WHAT IS REQUIRED: Starting with the line that holds "Exercise. Mark the person in royal", repeat each line through the last one below, exactly. Pictures stay out.

Position identification records:
[start]

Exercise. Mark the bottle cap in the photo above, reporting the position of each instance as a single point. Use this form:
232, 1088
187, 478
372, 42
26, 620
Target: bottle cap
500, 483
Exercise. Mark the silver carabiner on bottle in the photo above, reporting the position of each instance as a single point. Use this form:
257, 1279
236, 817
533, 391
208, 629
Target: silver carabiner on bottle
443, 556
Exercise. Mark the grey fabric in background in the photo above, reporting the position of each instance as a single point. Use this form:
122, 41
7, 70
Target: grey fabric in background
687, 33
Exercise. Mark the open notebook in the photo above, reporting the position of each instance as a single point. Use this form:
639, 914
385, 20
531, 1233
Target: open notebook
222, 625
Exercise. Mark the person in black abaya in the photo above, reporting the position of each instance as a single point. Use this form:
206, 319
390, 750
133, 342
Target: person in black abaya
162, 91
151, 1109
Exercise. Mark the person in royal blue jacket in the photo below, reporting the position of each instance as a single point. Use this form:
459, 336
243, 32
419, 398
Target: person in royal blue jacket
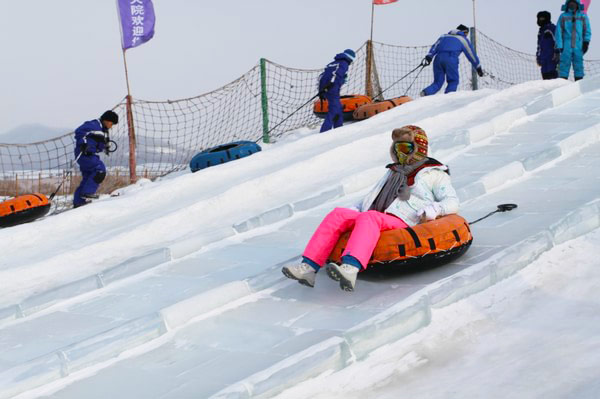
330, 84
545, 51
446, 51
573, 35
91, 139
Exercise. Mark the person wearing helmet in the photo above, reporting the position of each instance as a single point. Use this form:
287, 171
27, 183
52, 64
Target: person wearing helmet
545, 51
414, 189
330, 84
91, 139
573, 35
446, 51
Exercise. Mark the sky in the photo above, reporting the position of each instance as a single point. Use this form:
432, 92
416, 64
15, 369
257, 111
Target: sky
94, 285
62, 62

[end]

EXERCISE RESULT:
Exercise. Mark the person in royal blue jacket in the photo below, reporting the position of each instance as a single point. Use this form:
459, 336
243, 32
419, 398
Target: person in royal blue jacket
330, 84
545, 51
446, 51
573, 35
91, 139
Exercise. Mark the person wearing helmet in the photo above, reporting the position of each instance as a single point. Use this form:
287, 171
27, 183
52, 64
Target: person wearing helmet
545, 51
414, 189
330, 84
91, 139
573, 35
446, 51
Exercise. Mark the sky in the photo above, reporting the position of each instance as a single point. Use this form:
432, 92
416, 64
15, 369
257, 111
Target: sky
94, 285
62, 62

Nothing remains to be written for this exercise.